▶ RECORD LIST
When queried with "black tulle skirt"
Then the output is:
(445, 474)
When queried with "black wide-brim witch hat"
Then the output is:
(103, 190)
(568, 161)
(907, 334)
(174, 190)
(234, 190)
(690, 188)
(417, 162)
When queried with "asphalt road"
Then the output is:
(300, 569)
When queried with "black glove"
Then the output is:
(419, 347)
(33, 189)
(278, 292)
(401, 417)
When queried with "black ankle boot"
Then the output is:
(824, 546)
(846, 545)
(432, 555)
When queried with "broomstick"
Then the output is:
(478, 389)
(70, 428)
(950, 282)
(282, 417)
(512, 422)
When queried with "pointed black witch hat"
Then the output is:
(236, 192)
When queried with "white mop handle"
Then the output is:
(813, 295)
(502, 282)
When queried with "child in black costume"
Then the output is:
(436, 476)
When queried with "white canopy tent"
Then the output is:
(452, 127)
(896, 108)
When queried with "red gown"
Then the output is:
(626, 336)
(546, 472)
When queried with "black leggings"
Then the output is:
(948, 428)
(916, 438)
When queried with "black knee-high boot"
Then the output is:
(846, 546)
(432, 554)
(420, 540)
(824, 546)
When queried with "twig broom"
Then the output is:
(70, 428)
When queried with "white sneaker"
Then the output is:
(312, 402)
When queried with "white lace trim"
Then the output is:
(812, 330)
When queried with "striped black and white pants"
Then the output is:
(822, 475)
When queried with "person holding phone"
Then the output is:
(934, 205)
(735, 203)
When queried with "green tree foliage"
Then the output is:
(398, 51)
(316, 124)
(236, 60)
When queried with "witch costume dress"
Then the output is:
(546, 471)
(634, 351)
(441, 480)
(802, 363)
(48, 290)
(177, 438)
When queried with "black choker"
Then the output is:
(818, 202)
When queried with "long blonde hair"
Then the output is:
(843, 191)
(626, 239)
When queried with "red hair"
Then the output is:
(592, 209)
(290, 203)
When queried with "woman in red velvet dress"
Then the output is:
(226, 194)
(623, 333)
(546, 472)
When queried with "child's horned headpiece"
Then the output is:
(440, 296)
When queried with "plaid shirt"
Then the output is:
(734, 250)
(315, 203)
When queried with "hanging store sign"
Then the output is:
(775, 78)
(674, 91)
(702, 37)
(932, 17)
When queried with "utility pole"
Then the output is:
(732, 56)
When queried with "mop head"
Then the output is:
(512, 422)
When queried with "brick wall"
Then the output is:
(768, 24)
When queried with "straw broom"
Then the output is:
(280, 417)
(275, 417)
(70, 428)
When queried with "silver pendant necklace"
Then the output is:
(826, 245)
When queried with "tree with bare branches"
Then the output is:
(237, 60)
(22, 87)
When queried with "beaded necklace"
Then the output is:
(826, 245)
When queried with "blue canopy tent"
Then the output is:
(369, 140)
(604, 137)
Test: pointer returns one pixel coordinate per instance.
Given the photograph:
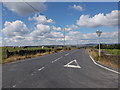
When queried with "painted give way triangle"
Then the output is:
(72, 64)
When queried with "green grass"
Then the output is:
(112, 51)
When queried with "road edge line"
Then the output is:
(103, 66)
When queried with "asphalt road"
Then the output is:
(49, 72)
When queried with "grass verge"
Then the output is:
(103, 60)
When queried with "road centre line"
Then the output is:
(41, 69)
(67, 54)
(103, 66)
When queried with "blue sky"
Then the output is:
(63, 13)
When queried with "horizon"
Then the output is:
(45, 26)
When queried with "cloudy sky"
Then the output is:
(38, 23)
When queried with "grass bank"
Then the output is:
(109, 60)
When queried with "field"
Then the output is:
(10, 54)
(109, 59)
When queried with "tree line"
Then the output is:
(108, 46)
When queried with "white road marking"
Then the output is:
(72, 66)
(41, 69)
(67, 54)
(103, 66)
(57, 59)
(32, 74)
(14, 86)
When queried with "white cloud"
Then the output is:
(40, 19)
(23, 8)
(77, 7)
(56, 28)
(40, 30)
(15, 28)
(71, 27)
(109, 20)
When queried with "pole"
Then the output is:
(64, 37)
(99, 47)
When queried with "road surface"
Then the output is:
(49, 71)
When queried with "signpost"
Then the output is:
(99, 34)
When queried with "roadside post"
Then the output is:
(99, 34)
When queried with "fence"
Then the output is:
(109, 57)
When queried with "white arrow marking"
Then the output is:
(73, 66)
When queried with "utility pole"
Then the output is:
(64, 37)
(99, 34)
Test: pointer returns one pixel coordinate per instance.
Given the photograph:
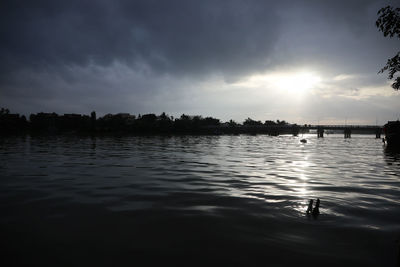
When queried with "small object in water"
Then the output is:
(309, 209)
(316, 208)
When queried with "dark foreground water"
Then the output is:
(207, 200)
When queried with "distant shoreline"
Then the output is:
(151, 124)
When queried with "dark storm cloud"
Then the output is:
(153, 56)
(173, 36)
(195, 37)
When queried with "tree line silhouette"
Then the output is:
(52, 123)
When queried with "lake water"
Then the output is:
(198, 200)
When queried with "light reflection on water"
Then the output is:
(271, 178)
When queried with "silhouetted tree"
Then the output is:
(388, 22)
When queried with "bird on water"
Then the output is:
(314, 211)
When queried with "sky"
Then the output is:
(304, 61)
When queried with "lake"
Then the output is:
(198, 200)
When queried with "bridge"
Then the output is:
(346, 129)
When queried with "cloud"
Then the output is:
(187, 56)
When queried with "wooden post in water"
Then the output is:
(378, 133)
(320, 132)
(347, 133)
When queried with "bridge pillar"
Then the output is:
(378, 133)
(320, 132)
(347, 133)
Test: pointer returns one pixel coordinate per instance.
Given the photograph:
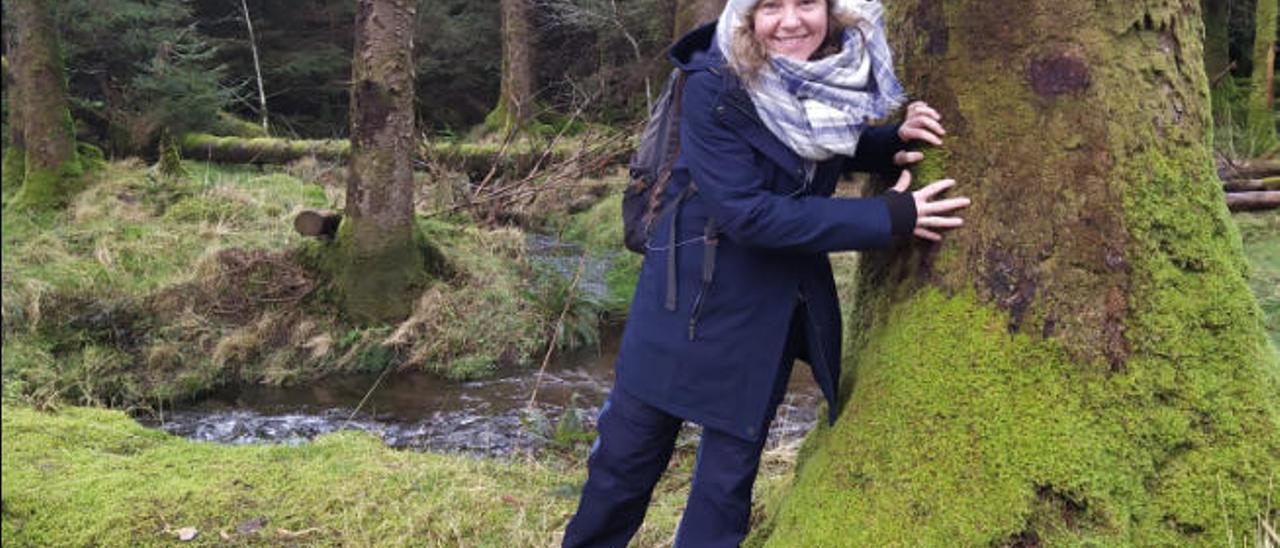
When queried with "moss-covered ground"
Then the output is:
(150, 288)
(86, 476)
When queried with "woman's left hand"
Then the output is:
(920, 124)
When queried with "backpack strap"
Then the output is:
(672, 149)
(671, 247)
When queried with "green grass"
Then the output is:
(1261, 236)
(147, 290)
(86, 476)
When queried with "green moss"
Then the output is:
(86, 476)
(14, 168)
(50, 187)
(376, 278)
(964, 427)
(961, 434)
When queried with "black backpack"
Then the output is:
(644, 199)
(650, 164)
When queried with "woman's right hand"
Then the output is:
(932, 214)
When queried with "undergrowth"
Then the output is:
(152, 287)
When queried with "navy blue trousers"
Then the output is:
(632, 450)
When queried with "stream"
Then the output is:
(420, 411)
(423, 412)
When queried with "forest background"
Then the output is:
(174, 269)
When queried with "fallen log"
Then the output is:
(1270, 183)
(1253, 201)
(1249, 169)
(260, 150)
(469, 158)
(318, 223)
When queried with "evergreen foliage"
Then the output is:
(137, 68)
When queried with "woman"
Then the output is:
(775, 109)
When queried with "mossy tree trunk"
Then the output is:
(1217, 36)
(516, 96)
(691, 13)
(382, 261)
(1261, 109)
(50, 167)
(1083, 362)
(14, 151)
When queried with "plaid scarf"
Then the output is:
(819, 108)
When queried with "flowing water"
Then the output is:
(421, 411)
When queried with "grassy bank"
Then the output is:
(86, 476)
(150, 290)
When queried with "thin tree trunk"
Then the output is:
(1217, 39)
(51, 167)
(257, 67)
(16, 151)
(1082, 364)
(1261, 114)
(691, 13)
(382, 260)
(516, 99)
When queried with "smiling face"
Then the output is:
(792, 28)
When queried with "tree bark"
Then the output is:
(382, 260)
(1253, 201)
(1261, 113)
(691, 13)
(257, 67)
(16, 151)
(1083, 361)
(51, 169)
(516, 99)
(1217, 39)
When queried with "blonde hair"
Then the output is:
(750, 56)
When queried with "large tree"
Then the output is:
(382, 260)
(516, 99)
(51, 169)
(1261, 106)
(1083, 362)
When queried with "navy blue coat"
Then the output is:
(714, 357)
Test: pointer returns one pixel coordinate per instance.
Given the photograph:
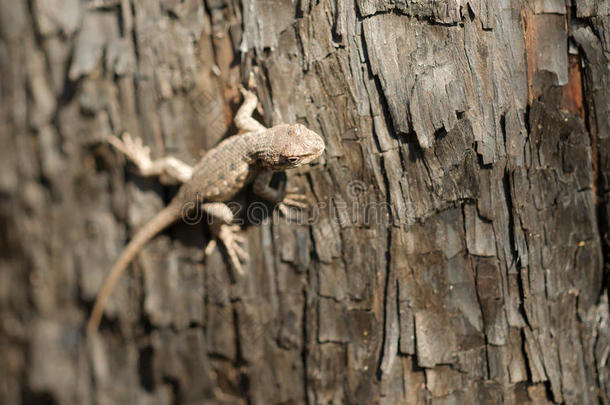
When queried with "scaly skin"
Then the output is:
(217, 177)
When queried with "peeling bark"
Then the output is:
(458, 236)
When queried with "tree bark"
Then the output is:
(456, 245)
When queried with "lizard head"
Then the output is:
(293, 146)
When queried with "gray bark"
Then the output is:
(460, 215)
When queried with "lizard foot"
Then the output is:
(292, 198)
(134, 149)
(233, 242)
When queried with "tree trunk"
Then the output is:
(454, 250)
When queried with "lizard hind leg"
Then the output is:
(221, 219)
(139, 154)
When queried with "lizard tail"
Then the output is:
(164, 218)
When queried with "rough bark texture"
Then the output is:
(460, 215)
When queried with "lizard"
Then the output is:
(249, 157)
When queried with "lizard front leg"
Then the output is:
(140, 156)
(222, 227)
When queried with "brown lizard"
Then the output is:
(251, 157)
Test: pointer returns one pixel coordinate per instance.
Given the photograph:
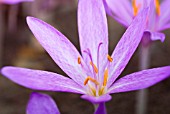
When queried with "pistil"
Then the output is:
(157, 5)
(94, 67)
(90, 79)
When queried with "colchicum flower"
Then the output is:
(44, 104)
(13, 1)
(41, 104)
(93, 73)
(124, 12)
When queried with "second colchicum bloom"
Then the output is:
(124, 12)
(93, 73)
(13, 1)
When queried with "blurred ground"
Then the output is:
(21, 50)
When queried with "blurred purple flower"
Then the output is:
(94, 73)
(14, 1)
(41, 104)
(124, 12)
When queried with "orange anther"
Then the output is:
(109, 58)
(94, 67)
(91, 79)
(135, 7)
(105, 77)
(79, 60)
(157, 5)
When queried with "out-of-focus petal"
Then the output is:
(41, 80)
(157, 36)
(96, 100)
(41, 104)
(59, 48)
(93, 31)
(121, 10)
(14, 1)
(165, 13)
(140, 80)
(127, 46)
(101, 109)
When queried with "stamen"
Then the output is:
(105, 77)
(109, 58)
(79, 60)
(101, 90)
(94, 67)
(93, 90)
(157, 5)
(135, 7)
(91, 79)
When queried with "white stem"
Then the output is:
(142, 95)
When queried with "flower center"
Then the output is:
(157, 5)
(135, 7)
(96, 88)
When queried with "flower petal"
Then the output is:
(101, 109)
(41, 80)
(14, 1)
(140, 80)
(165, 13)
(41, 104)
(96, 100)
(127, 46)
(59, 48)
(157, 36)
(121, 10)
(93, 30)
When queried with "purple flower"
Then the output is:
(93, 73)
(14, 1)
(124, 12)
(41, 104)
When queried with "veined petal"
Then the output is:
(140, 80)
(127, 46)
(93, 31)
(41, 104)
(121, 10)
(101, 109)
(14, 1)
(157, 36)
(96, 100)
(41, 80)
(59, 48)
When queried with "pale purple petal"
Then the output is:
(165, 13)
(101, 109)
(96, 100)
(41, 80)
(121, 10)
(127, 46)
(14, 1)
(59, 48)
(93, 31)
(140, 80)
(157, 36)
(41, 104)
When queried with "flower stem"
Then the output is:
(100, 109)
(143, 64)
(2, 26)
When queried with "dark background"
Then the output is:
(19, 48)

▶ WORK TO BE COMPLETED
Please count the lines of the data that contain the word "blonde" and give only that number.

▶ EXERCISE SOLUTION
2